### CONSIGNE
Reproduis intégralement, sans rien changer, l'extrait sur l'Algérie.

### EXTRAIT CITÉ
::::
Algérie

Algerie Carte 

Algérie. La hantise de notre adolescence. Pourvu que la guerre finisse avant. Avant que ce soit mon tour. Pour y échapper, l’arsenal était maigre. Afin de se faire réformer, se dire fou au point de le devenir ? S’inventer illico les pieds plats que seul l’âge a fini par m’offrir ? Devancer l’appel avec l’espoir de pouvoir choisir son affectation, planqué à Paris pendant que les copains joueraient leur vie dans les Aurès ?  S’accrocher à des études sans grand intérêt, histoire de repousser le sursis le plus tard possible ? Se déclarer objecteur de conscience, passer des mois au trou, des années à l’écart, et perdre à jamais, disait alors la loi, ces droits civiques qui accompagnent en démocratie l’accession à l’âge adulte? Déserter, la frontière suisse était si proche, mais pour quel chemin sans retour ?
::::
### DONNÉES

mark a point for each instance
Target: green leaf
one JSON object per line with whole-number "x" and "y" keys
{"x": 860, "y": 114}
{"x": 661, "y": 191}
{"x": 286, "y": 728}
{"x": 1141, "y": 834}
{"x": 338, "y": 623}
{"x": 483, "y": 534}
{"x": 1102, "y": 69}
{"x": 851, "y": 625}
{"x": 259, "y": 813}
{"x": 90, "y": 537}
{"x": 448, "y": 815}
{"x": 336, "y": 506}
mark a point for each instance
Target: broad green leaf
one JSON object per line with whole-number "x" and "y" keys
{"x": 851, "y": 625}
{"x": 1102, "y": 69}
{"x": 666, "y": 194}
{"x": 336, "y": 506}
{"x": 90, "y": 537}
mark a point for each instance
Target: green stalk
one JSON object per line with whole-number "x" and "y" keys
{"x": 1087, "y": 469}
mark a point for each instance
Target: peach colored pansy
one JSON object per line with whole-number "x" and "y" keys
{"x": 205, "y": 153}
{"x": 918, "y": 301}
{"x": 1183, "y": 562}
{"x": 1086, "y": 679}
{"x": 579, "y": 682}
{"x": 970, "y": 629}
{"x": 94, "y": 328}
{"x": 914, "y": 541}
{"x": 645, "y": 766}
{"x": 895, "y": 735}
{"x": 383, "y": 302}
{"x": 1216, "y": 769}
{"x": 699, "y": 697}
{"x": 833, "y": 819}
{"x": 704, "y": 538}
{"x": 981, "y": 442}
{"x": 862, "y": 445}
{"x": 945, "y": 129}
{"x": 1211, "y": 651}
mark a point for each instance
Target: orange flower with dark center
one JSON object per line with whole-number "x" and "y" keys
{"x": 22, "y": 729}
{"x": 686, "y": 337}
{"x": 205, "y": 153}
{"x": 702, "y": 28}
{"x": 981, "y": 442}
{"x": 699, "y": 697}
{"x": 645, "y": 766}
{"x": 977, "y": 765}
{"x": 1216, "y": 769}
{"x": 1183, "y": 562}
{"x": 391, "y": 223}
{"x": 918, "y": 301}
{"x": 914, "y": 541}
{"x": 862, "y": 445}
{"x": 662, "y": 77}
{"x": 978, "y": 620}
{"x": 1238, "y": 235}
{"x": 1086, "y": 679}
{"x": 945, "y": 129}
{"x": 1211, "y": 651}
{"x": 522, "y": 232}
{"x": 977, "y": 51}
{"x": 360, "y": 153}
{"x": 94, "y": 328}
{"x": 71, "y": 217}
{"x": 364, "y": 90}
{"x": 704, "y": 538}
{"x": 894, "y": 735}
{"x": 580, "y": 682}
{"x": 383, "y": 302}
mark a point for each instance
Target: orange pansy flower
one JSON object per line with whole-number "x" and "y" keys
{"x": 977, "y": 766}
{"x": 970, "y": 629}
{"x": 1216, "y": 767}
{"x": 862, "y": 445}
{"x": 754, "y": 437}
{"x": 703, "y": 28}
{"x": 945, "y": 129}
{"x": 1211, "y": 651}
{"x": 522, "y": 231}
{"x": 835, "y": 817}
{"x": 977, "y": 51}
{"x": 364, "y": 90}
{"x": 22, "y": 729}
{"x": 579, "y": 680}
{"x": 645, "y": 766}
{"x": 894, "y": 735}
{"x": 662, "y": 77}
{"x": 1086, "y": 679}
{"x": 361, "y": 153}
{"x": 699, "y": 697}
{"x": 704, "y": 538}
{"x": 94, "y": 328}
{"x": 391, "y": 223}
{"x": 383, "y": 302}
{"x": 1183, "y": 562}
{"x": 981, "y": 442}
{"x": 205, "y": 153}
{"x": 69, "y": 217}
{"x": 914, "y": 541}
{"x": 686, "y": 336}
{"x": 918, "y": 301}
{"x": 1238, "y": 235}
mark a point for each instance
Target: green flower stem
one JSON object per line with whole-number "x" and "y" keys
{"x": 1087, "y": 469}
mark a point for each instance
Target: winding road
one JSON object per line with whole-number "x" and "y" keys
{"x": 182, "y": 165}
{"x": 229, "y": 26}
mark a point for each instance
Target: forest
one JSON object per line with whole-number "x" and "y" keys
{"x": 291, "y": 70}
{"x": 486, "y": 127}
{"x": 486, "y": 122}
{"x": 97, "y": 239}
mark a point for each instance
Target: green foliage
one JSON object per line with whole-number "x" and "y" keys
::::
### RÉSULTAT
Algérie

Algerie Carte 

Algérie. La hantise de notre adolescence. Pourvu que la guerre finisse avant. Avant que ce soit mon tour. Pour y échapper, l’arsenal était maigre. Afin de se faire réformer, se dire fou au point de le devenir ? S’inventer illico les pieds plats que seul l’âge a fini par m’offrir ? Devancer l’appel avec l’espoir de pouvoir choisir son affectation, planqué à Paris pendant que les copains joueraient leur vie dans les Aurès ?  S’accrocher à des études sans grand intérêt, histoire de repousser le sursis le plus tard possible ? Se déclarer objecteur de conscience, passer des mois au trou, des années à l’écart, et perdre à jamais, disait alors la loi, ces droits civiques qui accompagnent en démocratie l’accession à l’âge adulte? Déserter, la frontière suisse était si proche, mais pour quel chemin sans retour ?